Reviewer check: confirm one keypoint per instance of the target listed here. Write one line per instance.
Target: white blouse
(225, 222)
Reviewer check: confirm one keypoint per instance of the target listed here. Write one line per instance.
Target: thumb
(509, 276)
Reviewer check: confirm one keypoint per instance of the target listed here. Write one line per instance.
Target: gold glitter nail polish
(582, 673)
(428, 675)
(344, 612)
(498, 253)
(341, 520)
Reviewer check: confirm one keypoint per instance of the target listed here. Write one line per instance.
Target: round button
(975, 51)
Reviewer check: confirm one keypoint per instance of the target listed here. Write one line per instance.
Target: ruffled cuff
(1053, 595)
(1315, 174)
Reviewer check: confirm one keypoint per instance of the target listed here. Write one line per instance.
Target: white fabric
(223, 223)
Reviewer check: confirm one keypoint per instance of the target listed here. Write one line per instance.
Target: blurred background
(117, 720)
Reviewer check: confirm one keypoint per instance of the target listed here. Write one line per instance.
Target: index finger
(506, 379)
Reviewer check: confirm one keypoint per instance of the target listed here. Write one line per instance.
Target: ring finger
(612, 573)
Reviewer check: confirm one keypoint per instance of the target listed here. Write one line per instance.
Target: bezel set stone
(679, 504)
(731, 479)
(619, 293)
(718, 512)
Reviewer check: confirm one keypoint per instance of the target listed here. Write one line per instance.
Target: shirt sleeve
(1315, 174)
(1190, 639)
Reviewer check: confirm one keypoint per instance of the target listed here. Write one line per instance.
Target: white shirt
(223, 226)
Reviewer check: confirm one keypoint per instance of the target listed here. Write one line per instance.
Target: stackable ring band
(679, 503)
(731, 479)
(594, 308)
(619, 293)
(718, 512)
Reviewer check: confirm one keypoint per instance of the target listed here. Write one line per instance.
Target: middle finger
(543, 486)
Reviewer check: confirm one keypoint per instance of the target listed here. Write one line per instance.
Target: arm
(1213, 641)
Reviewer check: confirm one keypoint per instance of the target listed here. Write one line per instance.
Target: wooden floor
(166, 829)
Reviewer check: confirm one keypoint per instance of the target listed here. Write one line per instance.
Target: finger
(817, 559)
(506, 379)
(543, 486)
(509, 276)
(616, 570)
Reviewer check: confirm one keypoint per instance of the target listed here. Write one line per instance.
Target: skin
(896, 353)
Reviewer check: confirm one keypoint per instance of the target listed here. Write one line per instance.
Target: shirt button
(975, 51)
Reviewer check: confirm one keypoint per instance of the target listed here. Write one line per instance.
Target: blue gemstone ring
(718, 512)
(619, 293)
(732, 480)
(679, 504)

WHAT IS NEEDED
Each line above is to be repeated exactly.

FULL ANSWER
Reviewer check: confirm one keypoint per instance of the target listed here. Write one line per instance.
Target: white blouse
(225, 222)
Reviewer check: confirm one keypoint per instance of the target listed here. Write one line per instance.
Target: thumb
(509, 276)
Reviewer check: confirm one keypoint per instance of the target listed here. Write one line per instance.
Target: gold glitter nail polish
(582, 673)
(428, 675)
(344, 612)
(498, 253)
(341, 520)
Reviewer check: confirm one keypoint per instance of the target listed here. Write one line per instance.
Target: round button
(975, 51)
Reviewer check: confirm one keypoint per instance of the target listed here. Write one line per instance.
Target: ruffled cuff
(1053, 595)
(1315, 174)
Reviewer check: confirm one keypoint per instance of the target listed here. Write one line per instance.
Target: white fabric
(223, 223)
Reviewer check: confirm one keypoint per instance of the target listed here. Write one line per instance.
Target: blurred background
(117, 720)
Reviewer check: confirm one keypoint per instance of the target listed here. Write one line per instance.
Target: index finger
(506, 379)
Reviewer check: confirm one keypoint per instance of the target listed here. Write one line per instance.
Target: ring finger
(612, 573)
Reviewer check: confirm one keypoint per instance of the target listed here. Write one line per instance.
Target: bezel set stone
(679, 504)
(731, 479)
(619, 293)
(718, 512)
Reviewer check: confirm one keypoint per instance of the target listed here. Write one line per instance.
Target: shirt sleeve
(1315, 174)
(1190, 639)
Reviewer check: confirm one keypoint per instance of the target listed here. Write one line per instance.
Target: white shirt
(223, 226)
Reviewer check: confirm one keypoint per instance of the target listed here. Write one line per instance.
Target: stackable ring band
(679, 503)
(731, 479)
(594, 308)
(619, 293)
(718, 512)
Reviewer check: confirm one keypoint per instance of the target listed here. Write one line per instance.
Target: middle finger
(543, 486)
Reviewer check: confirm one keypoint per instance of the target listed here. Write one line per instance.
Target: arm
(1213, 641)
Reviewer check: confirm one keypoint per instance of the target listed here. Write one line per instance.
Target: wooden floor
(166, 829)
Reviewer check: confirm one keypoint per instance of the target listed here. Write one line per instance.
Target: finger
(817, 559)
(506, 379)
(543, 486)
(509, 276)
(616, 570)
Reviewer check: confirm one keypoint per instance of the target listed here. Write one line per instance.
Target: skin
(896, 353)
Reviewer check: confirm one keypoint per instance of the target listed here. Write one line per instance.
Target: shirt button
(975, 51)
Reviewer check: confirm one keypoint per instance of the target listed here. Write one line per instance.
Target: blue gemstone ring
(718, 512)
(619, 293)
(732, 480)
(679, 504)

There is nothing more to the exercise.